> [Work to do] Update the part of the listing that opens with the line containing "Target: ceramic pitcher" and runs to the end of the listing by replacing "ceramic pitcher" with "porcelain jug", leaving everything else unchanged. Omit the pictures from your answer.

====================

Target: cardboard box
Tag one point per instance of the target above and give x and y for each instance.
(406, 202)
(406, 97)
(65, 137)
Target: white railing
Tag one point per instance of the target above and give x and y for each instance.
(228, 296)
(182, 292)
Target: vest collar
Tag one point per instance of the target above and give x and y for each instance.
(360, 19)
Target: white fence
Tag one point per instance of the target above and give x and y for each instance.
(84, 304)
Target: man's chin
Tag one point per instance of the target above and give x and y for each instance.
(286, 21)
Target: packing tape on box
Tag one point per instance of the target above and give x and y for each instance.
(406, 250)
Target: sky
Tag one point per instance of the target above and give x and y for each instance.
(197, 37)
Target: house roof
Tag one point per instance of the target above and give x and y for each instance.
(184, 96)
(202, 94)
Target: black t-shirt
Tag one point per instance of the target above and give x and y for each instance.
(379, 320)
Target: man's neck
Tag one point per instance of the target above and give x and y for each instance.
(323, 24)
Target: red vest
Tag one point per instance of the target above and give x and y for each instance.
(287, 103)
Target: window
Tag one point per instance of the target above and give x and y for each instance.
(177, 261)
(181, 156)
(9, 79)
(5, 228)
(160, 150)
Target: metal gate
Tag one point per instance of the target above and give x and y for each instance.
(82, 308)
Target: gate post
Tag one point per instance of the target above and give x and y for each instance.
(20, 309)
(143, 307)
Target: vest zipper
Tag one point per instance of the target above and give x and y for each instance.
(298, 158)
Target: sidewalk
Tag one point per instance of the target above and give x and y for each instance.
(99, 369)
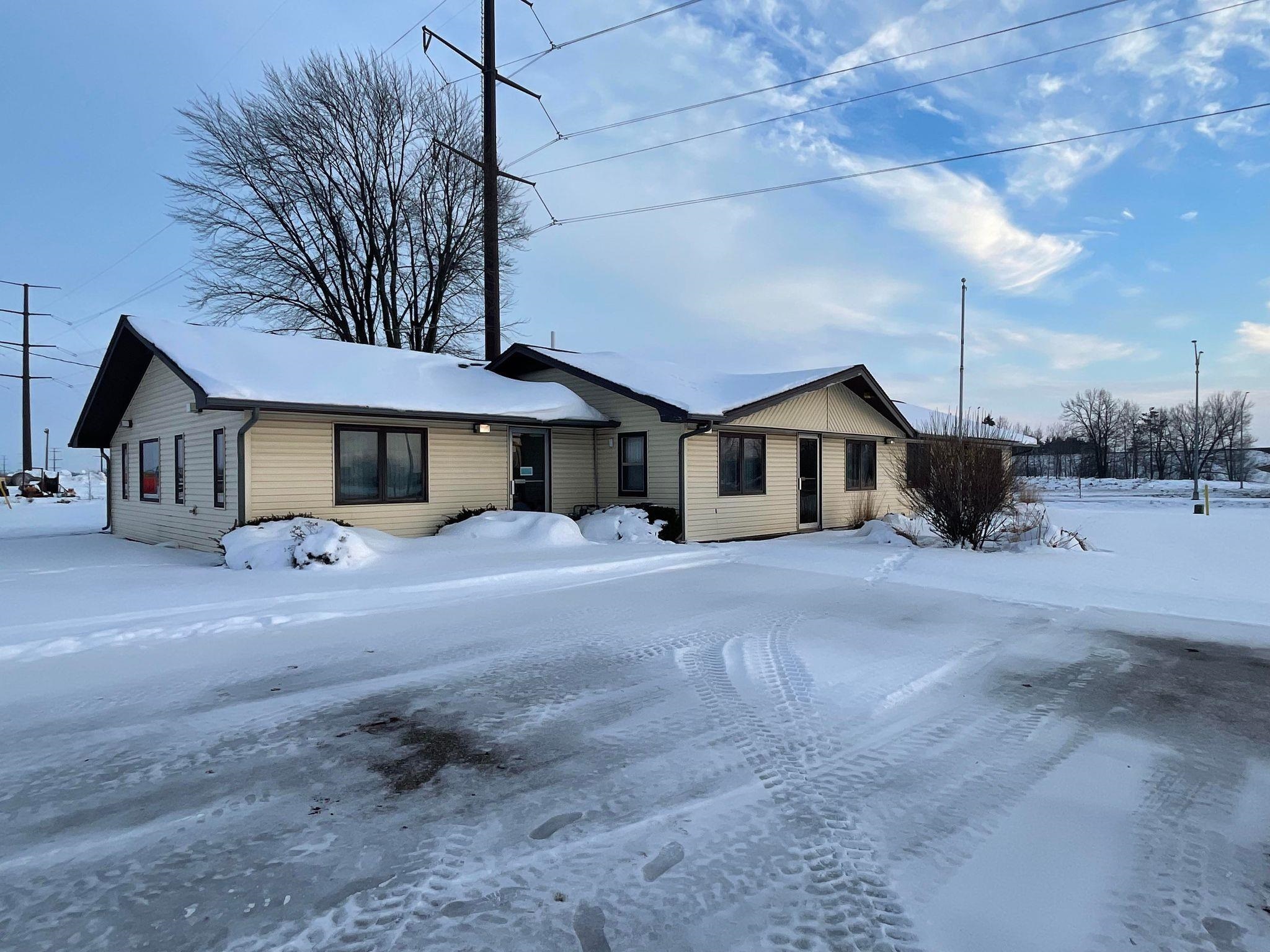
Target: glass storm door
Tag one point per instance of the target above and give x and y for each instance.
(808, 483)
(530, 471)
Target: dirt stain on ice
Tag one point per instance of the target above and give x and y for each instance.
(424, 749)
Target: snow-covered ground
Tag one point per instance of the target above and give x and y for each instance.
(825, 742)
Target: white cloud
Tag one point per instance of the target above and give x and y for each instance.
(1255, 337)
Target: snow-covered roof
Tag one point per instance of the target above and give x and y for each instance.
(926, 420)
(694, 389)
(248, 367)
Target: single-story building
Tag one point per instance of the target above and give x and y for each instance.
(213, 427)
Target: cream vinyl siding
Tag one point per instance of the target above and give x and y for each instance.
(711, 517)
(158, 412)
(294, 471)
(573, 474)
(664, 441)
(835, 409)
(838, 503)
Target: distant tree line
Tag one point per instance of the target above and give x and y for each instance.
(1103, 437)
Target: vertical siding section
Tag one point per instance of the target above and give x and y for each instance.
(294, 471)
(573, 472)
(711, 517)
(835, 409)
(158, 412)
(664, 441)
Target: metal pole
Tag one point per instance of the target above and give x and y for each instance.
(1199, 507)
(489, 184)
(961, 374)
(25, 379)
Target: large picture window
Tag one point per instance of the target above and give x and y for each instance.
(380, 465)
(178, 459)
(150, 470)
(742, 464)
(861, 464)
(219, 469)
(633, 464)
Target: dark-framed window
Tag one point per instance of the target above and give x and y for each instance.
(380, 465)
(861, 464)
(178, 459)
(742, 464)
(633, 464)
(219, 469)
(149, 469)
(917, 465)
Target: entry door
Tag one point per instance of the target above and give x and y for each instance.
(809, 483)
(530, 456)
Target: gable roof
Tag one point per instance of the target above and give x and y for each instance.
(230, 368)
(695, 392)
(939, 423)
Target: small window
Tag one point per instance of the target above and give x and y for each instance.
(742, 465)
(178, 456)
(861, 464)
(150, 470)
(633, 465)
(219, 469)
(380, 465)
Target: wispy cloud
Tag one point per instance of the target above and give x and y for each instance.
(1254, 337)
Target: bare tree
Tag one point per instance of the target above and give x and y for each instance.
(1095, 418)
(326, 208)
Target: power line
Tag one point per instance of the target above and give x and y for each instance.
(881, 93)
(843, 70)
(923, 164)
(60, 359)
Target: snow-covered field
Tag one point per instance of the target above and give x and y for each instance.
(825, 742)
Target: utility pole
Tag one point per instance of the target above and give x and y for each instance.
(1244, 446)
(488, 164)
(25, 362)
(1199, 507)
(961, 374)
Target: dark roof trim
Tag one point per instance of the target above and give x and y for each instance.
(338, 410)
(670, 413)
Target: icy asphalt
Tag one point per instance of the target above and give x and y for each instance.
(723, 756)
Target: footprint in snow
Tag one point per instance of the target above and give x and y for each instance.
(554, 826)
(588, 926)
(671, 855)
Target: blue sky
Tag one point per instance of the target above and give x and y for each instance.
(1089, 265)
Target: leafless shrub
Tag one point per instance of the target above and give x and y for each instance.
(964, 487)
(863, 508)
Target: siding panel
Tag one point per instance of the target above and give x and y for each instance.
(158, 412)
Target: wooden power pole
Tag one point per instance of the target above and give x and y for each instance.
(488, 164)
(25, 363)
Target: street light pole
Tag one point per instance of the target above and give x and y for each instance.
(1199, 507)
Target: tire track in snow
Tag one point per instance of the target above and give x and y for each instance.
(853, 903)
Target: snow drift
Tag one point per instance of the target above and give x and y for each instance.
(528, 530)
(620, 523)
(296, 544)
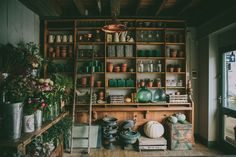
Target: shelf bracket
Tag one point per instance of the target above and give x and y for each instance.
(146, 114)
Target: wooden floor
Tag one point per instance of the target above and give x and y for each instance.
(198, 150)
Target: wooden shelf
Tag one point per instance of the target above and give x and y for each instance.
(120, 43)
(120, 72)
(121, 88)
(170, 43)
(27, 138)
(149, 43)
(150, 58)
(150, 28)
(61, 43)
(150, 72)
(120, 57)
(90, 43)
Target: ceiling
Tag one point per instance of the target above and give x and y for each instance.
(196, 12)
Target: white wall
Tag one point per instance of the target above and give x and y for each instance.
(17, 23)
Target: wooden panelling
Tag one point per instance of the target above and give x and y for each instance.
(18, 23)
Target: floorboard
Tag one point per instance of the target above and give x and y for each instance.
(198, 150)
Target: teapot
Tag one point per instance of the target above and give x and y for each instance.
(64, 38)
(123, 36)
(116, 37)
(58, 38)
(51, 38)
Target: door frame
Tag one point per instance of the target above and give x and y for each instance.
(224, 145)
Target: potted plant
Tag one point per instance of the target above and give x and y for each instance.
(170, 68)
(178, 68)
(16, 89)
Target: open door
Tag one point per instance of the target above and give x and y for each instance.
(228, 102)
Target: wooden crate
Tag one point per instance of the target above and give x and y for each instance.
(146, 143)
(179, 136)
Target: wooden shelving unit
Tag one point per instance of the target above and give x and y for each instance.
(25, 139)
(161, 39)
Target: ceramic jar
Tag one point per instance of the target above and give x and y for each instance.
(109, 67)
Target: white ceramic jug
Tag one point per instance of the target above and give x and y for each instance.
(64, 38)
(116, 37)
(123, 36)
(51, 38)
(70, 38)
(58, 38)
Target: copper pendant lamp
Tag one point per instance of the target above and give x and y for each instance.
(114, 26)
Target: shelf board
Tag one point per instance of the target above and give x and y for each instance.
(175, 29)
(60, 58)
(29, 137)
(90, 43)
(175, 87)
(172, 43)
(88, 28)
(121, 72)
(67, 29)
(150, 58)
(90, 73)
(150, 28)
(150, 72)
(120, 43)
(149, 43)
(61, 43)
(120, 88)
(120, 57)
(176, 73)
(175, 58)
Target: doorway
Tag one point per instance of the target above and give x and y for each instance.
(228, 101)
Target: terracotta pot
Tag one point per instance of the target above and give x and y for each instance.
(83, 81)
(150, 84)
(99, 83)
(173, 53)
(92, 81)
(63, 54)
(117, 69)
(123, 69)
(178, 69)
(109, 67)
(171, 69)
(57, 51)
(180, 53)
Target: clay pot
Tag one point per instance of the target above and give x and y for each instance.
(180, 53)
(171, 69)
(83, 81)
(117, 69)
(150, 84)
(57, 51)
(173, 52)
(99, 83)
(123, 69)
(178, 69)
(91, 81)
(109, 67)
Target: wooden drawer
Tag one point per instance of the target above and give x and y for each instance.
(179, 136)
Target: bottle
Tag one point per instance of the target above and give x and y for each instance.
(141, 66)
(159, 66)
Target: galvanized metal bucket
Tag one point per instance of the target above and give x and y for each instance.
(13, 120)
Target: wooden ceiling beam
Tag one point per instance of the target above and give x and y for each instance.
(160, 7)
(99, 5)
(138, 5)
(80, 6)
(188, 6)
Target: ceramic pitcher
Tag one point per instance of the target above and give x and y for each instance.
(123, 36)
(64, 38)
(58, 38)
(116, 37)
(51, 38)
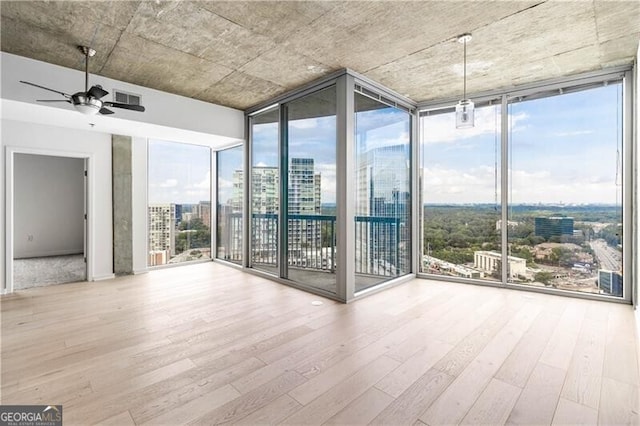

====================

> [Expected answer]
Target: porcelain jug
Tag one point per instance of the target above and give x and y for each instance.
(123, 36)
(64, 38)
(58, 38)
(116, 37)
(51, 38)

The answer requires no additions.